* ASSIGNED TASK
Below are the records. Transcribe them exactly.

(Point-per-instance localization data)
=== Begin Enclosure ===

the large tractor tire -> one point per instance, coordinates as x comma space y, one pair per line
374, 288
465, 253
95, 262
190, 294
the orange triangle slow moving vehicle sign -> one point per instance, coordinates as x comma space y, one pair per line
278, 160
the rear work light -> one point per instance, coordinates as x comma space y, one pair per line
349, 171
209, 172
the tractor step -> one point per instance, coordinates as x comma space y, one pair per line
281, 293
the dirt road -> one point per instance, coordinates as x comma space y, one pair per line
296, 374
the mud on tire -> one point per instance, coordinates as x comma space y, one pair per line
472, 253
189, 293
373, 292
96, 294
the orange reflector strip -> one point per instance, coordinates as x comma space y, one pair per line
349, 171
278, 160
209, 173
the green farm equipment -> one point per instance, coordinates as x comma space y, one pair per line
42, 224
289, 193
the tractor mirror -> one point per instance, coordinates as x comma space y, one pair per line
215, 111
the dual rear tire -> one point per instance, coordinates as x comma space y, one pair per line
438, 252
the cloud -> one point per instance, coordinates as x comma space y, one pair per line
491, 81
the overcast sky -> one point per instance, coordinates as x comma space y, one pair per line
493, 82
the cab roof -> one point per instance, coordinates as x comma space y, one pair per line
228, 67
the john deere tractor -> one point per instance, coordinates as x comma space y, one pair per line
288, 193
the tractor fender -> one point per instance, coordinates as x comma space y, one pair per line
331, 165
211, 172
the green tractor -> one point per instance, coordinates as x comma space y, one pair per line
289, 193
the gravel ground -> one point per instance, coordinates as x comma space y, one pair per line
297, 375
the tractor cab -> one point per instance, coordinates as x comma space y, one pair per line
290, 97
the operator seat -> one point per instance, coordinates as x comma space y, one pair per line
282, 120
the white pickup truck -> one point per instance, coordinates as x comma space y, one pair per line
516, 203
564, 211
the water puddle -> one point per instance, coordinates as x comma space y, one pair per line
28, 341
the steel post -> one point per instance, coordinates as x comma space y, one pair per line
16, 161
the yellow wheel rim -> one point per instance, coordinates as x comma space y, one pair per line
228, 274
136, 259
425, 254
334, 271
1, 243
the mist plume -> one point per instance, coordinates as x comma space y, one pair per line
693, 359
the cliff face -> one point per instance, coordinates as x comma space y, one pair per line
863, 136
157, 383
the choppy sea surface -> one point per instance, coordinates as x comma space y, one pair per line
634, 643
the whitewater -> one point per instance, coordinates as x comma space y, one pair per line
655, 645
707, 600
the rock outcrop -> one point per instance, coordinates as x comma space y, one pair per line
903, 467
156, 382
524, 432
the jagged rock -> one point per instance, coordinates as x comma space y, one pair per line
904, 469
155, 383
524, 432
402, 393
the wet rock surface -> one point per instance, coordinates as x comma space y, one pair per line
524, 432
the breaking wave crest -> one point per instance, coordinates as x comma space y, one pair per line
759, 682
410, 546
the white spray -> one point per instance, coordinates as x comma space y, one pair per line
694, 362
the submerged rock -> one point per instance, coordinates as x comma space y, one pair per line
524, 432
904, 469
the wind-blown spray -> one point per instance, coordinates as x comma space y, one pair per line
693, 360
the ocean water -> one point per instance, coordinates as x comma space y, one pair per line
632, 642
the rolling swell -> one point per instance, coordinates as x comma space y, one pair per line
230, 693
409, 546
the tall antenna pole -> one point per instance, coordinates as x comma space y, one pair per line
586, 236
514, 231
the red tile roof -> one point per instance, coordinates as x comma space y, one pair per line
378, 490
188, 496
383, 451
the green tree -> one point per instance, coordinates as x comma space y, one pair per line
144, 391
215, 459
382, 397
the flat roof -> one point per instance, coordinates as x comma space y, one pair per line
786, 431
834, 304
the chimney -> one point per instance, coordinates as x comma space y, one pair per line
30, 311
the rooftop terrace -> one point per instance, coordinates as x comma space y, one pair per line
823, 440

=== End Enclosure ===

* WRITTEN ANSWER
the large tractor tire -> one point per instance, coordinates as x comma space y, one pair per line
374, 288
465, 253
95, 262
190, 294
the orange triangle slow moving vehicle sign -> one point per instance, coordinates as x comma space y, one pair per line
278, 160
the rear work light -> one point per instance, coordinates as x comma space y, one pair per line
349, 171
209, 172
the tractor step -> one point per instance, coordinates as x comma space y, one pair per line
281, 293
the dirt road -> one point per instance, coordinates as x comma space y, one pair per line
296, 374
the mud on tire -> one point per instance, coordinates as x comma space y, one pair per line
472, 253
189, 293
373, 292
96, 294
the orange reflector strip -> one point per instance, coordinates as x comma space y, one pair per line
349, 171
278, 160
209, 173
the green farm equipment -> one point per instance, coordinates as x comma space y, one pair per line
42, 224
289, 193
the tractor mirror -> one point per instance, coordinates as x comma space y, one pair per line
215, 111
the dual rear tire -> one point per instance, coordinates as x comma space y, one pair per line
438, 252
the cloud -> one point per instance, coordinates as x comma space y, one pair per line
491, 81
the overcast sky -> one point per instance, coordinates as x comma space y, one pair per line
493, 82
the cab roof -> one point per instance, coordinates as x comma space y, one pair per line
228, 67
the john deere tractor -> one point per instance, coordinates as x comma space y, one pair per line
288, 193
the tractor fender -> one point per instance, coordinates as x comma space y, one pair per line
331, 165
211, 172
the green tractor -> one point per instance, coordinates as x comma space y, one pair per line
289, 193
the gravel ground -> one point per instance, coordinates as x comma space y, one pair per line
297, 375
the tractor cab -> one point per instance, coordinates as x comma space y, one pair per line
290, 97
the operator seat -> one point per instance, coordinates as x comma space y, one pair per line
282, 120
the white pickup truck -> one point per instance, coordinates as x comma space y, one pair per line
516, 203
564, 211
the water puddle -> one point per instance, coordinates as x comma space y, one pair per line
28, 341
the steel post -> one point per instance, coordinates as x comma space y, one pair per line
16, 161
the yellow wheel rim -> one point per instance, coordinates as x comma space y, one pair per line
228, 274
136, 259
425, 254
334, 271
1, 243
the mist plume -> one point per instance, coordinates as x comma space y, one pair per line
693, 359
the cliff face -> one point per instance, coordinates as x comma space y, one pair per line
863, 136
157, 383
the choppy sea surface -> one point per instance, coordinates as x comma space y, one pair per line
634, 643
the whitewater -> one point per instance, coordinates as x comma space y, one pair per line
655, 645
707, 600
the rock outcrop -> one point per instance, coordinates as x comma space y, one pair per line
903, 467
156, 382
524, 432
the jagged rock -> one point per instance, coordinates as x comma space y, one pair per line
904, 469
155, 383
524, 432
402, 393
the wet rock surface -> one point per instance, coordinates as x comma space y, one pair per line
524, 432
the breaking wave crest -> one point per instance, coordinates as x comma space y, one pair per line
759, 682
410, 546
the white spray -> one point per instance, coordinates as x comma space y, one pair per line
694, 362
the submerged rock -> one point per instance, coordinates as x comma space y, one pair per line
524, 432
904, 469
the wind-blown spray -> one point per instance, coordinates as x comma space y, one pair per line
693, 360
the ocean water -> one point per instance, coordinates as x comma space y, one pair per line
632, 642
the rolling swell -> one point per instance, coordinates as x comma space y, one pair per line
230, 693
409, 546
the tall antenna pole -> one point per instance, coordinates as x comma space y, one pair per line
586, 236
514, 231
the red tile roof -> one point per instance, coordinates as x comma space y, one pair per line
378, 490
188, 496
383, 451
the green tree -> one point per instance, coordinates as x comma space y, one pair per line
144, 391
215, 459
382, 397
the flat roof -> one point per instance, coordinates as x comma space y, one pair per line
786, 431
834, 304
the chimney -> one point per instance, coordinates as x comma space y, one pair per line
30, 311
the rooftop terrace -> one point per instance, coordinates as x comma space y, one pair per line
823, 440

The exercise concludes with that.